__WHAT YOU NEED TO DO__. Copy out every line in the entries below that includes "under".

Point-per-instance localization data
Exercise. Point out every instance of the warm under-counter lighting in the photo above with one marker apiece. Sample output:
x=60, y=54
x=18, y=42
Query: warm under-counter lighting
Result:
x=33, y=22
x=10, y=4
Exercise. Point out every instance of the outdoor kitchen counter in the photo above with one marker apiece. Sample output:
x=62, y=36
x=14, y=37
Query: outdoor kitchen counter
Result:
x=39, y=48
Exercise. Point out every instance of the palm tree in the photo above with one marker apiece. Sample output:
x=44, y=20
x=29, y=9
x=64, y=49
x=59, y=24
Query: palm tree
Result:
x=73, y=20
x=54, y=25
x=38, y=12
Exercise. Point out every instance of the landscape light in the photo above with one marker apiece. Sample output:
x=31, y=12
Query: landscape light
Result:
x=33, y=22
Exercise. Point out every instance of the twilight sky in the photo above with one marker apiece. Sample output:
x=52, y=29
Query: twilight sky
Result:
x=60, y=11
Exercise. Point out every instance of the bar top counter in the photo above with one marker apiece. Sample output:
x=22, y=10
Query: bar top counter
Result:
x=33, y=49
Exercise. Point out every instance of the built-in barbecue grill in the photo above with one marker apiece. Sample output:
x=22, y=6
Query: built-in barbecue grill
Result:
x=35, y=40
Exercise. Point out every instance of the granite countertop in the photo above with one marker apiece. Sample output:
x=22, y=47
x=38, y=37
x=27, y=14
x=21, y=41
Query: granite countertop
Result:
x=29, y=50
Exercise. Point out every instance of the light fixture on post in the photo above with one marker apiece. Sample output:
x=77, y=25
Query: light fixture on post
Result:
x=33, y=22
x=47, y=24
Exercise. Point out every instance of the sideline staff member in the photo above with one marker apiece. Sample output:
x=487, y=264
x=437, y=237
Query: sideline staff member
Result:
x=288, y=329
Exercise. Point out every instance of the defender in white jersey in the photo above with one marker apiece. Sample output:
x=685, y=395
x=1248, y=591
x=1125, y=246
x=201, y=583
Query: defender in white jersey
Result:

__FINISHED EXERCISE__.
Exercise. Point out every instance of the warm under-counter lighting in the photo above with one marker apiece. Sample output:
Query: warm under-counter lighting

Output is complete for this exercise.